Problem to work on:
Begin with the line that contains "Question. Locate the white face" and transcribe each line after it, up to and including the last line of the listing below.

○ ○ ○ ○ ○ ○ ○

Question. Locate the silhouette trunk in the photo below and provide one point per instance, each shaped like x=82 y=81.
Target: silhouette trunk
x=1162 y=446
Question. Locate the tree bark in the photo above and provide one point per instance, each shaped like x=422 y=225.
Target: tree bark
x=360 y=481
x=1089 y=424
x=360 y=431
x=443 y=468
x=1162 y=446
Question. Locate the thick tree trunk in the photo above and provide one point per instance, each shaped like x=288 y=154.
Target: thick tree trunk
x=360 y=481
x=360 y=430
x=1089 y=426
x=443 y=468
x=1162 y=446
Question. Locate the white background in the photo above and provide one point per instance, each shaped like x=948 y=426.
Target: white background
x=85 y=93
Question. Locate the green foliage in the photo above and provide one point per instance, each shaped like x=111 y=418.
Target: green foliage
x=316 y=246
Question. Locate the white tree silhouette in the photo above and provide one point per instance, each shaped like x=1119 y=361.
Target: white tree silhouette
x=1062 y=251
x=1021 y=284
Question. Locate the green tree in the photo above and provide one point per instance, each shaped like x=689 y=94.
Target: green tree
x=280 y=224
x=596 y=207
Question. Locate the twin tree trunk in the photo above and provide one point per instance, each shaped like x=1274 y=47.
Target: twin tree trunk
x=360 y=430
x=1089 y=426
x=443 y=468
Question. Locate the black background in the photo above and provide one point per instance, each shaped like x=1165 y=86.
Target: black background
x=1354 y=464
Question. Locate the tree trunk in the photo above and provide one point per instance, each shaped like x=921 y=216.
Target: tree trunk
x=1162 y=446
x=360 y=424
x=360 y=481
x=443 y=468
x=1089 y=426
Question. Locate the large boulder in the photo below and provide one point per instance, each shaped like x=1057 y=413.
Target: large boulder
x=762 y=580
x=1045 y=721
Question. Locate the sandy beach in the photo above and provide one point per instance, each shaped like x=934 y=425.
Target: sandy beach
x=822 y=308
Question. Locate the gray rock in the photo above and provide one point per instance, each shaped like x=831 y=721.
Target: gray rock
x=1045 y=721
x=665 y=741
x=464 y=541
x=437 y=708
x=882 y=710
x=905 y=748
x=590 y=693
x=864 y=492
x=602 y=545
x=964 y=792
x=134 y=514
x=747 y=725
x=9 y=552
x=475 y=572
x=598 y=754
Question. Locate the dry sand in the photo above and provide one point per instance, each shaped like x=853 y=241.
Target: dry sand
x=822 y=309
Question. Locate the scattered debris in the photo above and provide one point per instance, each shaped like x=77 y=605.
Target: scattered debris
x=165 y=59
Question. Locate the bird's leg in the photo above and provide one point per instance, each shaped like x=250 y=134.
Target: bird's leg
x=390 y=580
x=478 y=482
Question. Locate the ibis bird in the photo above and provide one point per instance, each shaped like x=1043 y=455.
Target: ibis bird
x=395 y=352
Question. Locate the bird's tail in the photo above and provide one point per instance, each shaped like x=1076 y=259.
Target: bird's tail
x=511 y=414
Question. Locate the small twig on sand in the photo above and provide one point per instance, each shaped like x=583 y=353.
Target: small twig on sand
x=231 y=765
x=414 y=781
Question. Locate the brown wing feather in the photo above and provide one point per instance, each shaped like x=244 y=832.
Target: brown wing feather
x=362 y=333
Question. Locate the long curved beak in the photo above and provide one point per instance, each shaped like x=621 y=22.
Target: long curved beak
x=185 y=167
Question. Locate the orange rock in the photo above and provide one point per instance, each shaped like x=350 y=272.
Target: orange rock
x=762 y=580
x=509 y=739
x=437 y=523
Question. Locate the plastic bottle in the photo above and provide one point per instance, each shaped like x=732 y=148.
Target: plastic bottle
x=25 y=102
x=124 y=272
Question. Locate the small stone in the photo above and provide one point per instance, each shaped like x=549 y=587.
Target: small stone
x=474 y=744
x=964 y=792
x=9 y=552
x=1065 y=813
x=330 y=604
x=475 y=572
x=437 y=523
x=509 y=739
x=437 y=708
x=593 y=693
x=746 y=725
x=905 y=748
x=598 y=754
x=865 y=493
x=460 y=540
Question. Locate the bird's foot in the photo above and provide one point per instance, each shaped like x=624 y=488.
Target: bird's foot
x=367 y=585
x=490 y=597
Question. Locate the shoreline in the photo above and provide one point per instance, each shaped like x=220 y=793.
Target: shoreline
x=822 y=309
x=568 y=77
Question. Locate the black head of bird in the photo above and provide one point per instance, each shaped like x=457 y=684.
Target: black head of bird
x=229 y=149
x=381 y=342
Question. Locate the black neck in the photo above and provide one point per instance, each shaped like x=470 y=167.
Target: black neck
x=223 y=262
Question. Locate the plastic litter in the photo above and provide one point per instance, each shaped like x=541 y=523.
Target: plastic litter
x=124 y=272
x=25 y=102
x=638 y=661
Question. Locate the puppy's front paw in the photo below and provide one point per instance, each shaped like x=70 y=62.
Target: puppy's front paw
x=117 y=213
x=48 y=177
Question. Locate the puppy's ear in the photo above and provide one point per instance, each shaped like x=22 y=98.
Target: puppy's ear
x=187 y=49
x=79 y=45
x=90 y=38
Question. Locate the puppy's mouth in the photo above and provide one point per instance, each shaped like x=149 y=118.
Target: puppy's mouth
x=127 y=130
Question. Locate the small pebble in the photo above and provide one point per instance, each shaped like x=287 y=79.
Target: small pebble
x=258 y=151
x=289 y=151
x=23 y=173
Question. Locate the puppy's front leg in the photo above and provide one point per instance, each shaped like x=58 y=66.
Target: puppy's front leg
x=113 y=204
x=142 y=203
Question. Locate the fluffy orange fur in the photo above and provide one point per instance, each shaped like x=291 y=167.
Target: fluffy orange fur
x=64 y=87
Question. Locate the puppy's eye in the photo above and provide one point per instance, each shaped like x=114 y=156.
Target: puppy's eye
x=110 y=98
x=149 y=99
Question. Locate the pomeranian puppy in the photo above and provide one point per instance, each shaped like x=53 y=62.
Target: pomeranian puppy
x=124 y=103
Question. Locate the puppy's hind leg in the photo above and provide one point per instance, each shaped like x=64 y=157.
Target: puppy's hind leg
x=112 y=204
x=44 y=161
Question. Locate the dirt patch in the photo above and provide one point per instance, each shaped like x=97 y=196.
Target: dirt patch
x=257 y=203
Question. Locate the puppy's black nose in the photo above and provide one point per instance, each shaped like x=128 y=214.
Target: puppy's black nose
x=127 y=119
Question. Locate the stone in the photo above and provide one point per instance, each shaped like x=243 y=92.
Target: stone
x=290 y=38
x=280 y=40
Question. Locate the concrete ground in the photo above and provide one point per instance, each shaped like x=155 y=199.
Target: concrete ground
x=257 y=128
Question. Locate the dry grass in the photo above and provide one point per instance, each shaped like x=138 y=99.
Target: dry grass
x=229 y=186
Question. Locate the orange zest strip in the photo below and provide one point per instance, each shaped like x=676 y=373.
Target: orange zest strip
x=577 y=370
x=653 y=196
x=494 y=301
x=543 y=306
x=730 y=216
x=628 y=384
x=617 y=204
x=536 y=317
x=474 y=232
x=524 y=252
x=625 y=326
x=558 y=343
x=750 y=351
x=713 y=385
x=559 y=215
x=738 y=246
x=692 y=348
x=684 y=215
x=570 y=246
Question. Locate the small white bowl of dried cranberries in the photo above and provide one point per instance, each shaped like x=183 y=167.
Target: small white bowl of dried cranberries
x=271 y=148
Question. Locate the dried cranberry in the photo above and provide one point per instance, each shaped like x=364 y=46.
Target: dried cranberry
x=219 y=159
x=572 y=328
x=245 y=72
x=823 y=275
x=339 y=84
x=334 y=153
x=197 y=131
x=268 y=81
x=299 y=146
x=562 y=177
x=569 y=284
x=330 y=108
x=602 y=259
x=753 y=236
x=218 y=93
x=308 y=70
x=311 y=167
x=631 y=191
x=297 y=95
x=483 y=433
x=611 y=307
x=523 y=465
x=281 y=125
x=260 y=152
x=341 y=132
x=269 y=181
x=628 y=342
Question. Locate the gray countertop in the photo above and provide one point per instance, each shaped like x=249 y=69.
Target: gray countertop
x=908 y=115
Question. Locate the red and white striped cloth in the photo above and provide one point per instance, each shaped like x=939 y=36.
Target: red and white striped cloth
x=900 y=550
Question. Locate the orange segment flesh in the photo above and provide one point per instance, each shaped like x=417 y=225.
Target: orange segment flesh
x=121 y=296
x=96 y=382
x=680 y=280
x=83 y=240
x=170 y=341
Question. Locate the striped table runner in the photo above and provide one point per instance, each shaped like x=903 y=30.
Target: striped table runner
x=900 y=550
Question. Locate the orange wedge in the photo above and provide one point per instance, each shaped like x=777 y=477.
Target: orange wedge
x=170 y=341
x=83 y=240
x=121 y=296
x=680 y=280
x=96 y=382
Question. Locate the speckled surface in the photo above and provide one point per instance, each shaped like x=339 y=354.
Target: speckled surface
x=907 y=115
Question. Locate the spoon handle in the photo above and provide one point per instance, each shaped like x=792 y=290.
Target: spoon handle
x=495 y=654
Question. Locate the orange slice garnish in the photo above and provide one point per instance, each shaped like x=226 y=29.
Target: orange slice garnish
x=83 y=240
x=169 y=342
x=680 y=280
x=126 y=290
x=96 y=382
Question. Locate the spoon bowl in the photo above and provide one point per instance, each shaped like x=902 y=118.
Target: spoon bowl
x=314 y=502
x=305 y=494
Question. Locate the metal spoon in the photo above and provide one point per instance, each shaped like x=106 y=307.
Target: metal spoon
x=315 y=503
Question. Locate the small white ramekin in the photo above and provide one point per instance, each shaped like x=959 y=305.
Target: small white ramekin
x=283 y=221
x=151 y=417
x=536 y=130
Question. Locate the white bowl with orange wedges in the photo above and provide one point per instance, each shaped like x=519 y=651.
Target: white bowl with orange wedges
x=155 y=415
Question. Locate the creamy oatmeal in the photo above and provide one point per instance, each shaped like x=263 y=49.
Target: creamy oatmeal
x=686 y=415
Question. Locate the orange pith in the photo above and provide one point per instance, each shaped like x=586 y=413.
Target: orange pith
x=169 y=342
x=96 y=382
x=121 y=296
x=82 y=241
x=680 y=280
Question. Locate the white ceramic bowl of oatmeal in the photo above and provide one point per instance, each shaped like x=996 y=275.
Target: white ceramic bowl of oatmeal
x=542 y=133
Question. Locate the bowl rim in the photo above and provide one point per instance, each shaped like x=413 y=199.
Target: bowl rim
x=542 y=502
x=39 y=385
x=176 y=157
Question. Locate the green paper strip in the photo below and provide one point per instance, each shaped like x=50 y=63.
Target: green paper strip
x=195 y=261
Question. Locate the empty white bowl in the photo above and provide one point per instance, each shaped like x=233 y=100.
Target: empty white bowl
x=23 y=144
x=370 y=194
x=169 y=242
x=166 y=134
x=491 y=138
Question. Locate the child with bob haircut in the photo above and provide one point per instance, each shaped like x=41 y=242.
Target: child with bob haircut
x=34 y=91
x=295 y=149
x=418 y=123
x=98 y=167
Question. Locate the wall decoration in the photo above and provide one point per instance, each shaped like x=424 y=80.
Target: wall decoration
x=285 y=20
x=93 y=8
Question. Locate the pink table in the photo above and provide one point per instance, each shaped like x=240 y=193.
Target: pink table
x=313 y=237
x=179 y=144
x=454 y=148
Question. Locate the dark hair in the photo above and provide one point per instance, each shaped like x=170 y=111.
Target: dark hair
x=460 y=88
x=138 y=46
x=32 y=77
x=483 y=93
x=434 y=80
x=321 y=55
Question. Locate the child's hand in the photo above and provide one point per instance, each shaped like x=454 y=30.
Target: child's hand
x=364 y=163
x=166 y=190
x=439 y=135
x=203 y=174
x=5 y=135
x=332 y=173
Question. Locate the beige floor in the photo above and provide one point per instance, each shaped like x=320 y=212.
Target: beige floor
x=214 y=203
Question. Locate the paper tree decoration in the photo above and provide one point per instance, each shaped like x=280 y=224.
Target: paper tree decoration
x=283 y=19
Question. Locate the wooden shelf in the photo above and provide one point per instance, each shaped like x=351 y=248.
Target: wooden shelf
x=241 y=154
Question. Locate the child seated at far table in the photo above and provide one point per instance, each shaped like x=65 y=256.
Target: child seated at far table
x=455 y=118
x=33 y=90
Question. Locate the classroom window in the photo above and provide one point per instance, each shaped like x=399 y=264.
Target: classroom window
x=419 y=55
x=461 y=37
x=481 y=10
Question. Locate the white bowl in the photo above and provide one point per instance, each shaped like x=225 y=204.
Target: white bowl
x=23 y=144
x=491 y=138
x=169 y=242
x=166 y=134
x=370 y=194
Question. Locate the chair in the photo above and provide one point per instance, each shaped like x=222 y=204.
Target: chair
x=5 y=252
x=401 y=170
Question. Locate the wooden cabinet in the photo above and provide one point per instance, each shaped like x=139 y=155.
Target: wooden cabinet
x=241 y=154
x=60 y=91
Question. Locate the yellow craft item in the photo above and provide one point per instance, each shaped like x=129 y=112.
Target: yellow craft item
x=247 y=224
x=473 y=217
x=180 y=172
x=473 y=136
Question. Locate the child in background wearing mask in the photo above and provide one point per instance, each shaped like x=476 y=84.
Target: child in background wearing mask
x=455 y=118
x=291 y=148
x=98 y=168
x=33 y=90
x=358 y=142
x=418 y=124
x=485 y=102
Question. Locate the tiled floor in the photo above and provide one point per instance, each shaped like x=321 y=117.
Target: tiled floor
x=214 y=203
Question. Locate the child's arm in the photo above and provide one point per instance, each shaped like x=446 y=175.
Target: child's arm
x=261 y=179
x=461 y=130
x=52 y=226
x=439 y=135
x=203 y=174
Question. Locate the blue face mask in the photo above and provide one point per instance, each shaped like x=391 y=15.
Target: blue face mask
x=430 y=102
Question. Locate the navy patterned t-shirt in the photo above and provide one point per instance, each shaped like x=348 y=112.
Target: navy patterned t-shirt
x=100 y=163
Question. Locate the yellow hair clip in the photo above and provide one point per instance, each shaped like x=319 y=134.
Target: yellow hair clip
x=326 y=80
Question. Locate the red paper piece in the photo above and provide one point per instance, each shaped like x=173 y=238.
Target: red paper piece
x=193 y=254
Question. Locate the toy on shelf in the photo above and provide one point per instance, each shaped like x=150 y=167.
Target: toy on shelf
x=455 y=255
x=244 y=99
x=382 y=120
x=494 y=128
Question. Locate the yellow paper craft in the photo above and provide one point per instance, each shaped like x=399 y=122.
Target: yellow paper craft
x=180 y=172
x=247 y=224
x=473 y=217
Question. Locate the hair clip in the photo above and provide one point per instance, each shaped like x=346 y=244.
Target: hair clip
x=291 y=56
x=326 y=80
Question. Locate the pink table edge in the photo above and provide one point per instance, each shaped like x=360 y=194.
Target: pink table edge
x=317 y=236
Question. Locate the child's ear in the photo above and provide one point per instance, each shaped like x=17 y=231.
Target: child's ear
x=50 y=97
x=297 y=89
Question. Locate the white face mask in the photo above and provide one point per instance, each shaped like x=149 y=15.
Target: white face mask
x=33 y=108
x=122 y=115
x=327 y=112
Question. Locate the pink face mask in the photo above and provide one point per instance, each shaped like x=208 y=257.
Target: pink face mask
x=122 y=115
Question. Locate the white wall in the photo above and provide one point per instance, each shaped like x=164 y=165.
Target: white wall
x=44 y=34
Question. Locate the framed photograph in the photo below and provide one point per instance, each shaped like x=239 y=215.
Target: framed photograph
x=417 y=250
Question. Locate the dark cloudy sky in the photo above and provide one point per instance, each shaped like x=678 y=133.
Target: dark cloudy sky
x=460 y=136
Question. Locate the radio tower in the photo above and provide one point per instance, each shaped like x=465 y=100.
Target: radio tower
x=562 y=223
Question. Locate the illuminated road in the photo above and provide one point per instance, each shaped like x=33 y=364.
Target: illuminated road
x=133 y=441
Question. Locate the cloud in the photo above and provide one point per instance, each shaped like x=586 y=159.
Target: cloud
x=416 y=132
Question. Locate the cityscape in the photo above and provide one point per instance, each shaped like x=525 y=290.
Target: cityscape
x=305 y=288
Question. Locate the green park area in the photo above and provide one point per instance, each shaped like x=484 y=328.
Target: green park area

○ ○ ○ ○ ○ ○ ○

Task result:
Question. Locate the white face mask in the photo above and provide one point per instance, each shaped like x=149 y=15.
Target: white face mask
x=33 y=108
x=122 y=115
x=327 y=112
Question. Locate the pink face mask in the photo above and provide one point per instance, each shaped like x=208 y=257.
Target: pink face mask
x=122 y=115
Question. Locate the white wall in the photo above and provide one point per instance, each shaped like x=164 y=165.
Target: white wall
x=44 y=34
Question. Locate the framed photograph in the photo below and provide one point per instance, each shaped like x=239 y=215.
Target: framed photograph
x=417 y=250
Question. Locate the dark cloudy sky in the photo above and provide one point per instance, each shaped like x=678 y=133.
Target: dark cloudy sky
x=460 y=136
Question. Locate the radio tower in the photo above and provide one point per instance, each shaped like x=465 y=100.
Target: radio tower
x=562 y=223
Question. Locate the illuminated road in the photo above and provide one point per instance, each shaped like x=33 y=364.
Target: illuminated road
x=133 y=441
Question. Locate the cloud in the photo above and provide one point per instance, each shaped like x=586 y=159.
Target: cloud
x=416 y=132
Question. Locate the cityscape in the photo above and provide one point per instance, each shaped like x=525 y=290.
Target: cityscape
x=305 y=288
Question. Locate the green park area in the photo above and provide one point per instance, each shaped like x=484 y=328.
Target: green park area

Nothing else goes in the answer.